Material for this exercise –
++++
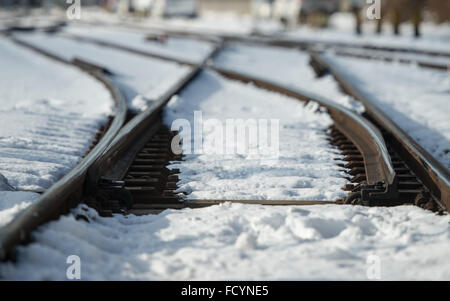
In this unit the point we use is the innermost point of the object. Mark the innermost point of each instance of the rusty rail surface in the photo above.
(381, 185)
(432, 173)
(67, 192)
(115, 152)
(379, 170)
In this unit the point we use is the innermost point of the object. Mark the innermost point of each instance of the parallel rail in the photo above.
(115, 152)
(67, 192)
(340, 48)
(432, 173)
(367, 138)
(434, 176)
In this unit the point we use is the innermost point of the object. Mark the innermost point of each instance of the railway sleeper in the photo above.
(147, 180)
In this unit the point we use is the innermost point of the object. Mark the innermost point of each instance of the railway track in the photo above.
(363, 51)
(126, 171)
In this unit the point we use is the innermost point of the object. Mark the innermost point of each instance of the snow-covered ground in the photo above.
(416, 99)
(243, 242)
(44, 131)
(49, 115)
(141, 79)
(287, 66)
(303, 166)
(190, 50)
++++
Description of the task – Rewrite all of the records above with "innermost" switched to "central" wherever it appears, changing nothing else. Leave the pictures out of your answer.

Exercise output –
In this unit the point we use is the central point of the object. Mark the central point of each instance of the rusty rail surface in the photo above.
(381, 185)
(432, 173)
(67, 192)
(115, 152)
(379, 170)
In this unit the point we use is the central point of the object. Mark the central point of each instance of the parallel rail in the photo above.
(115, 152)
(67, 192)
(340, 48)
(432, 173)
(367, 138)
(434, 176)
In this unit the point we use is the central point of the object. Mark the central point of each instance of the railway sleeper in the photo above.
(147, 180)
In this unit the point we use is the central point of the object. Mark the central point of each instance of the railway track in the photo above.
(363, 51)
(126, 171)
In this unit the point we use is the central point of the object. Mark the central point of each instance of the snow-covered ground in the photo above.
(416, 99)
(243, 242)
(44, 131)
(49, 115)
(141, 79)
(287, 66)
(303, 166)
(190, 50)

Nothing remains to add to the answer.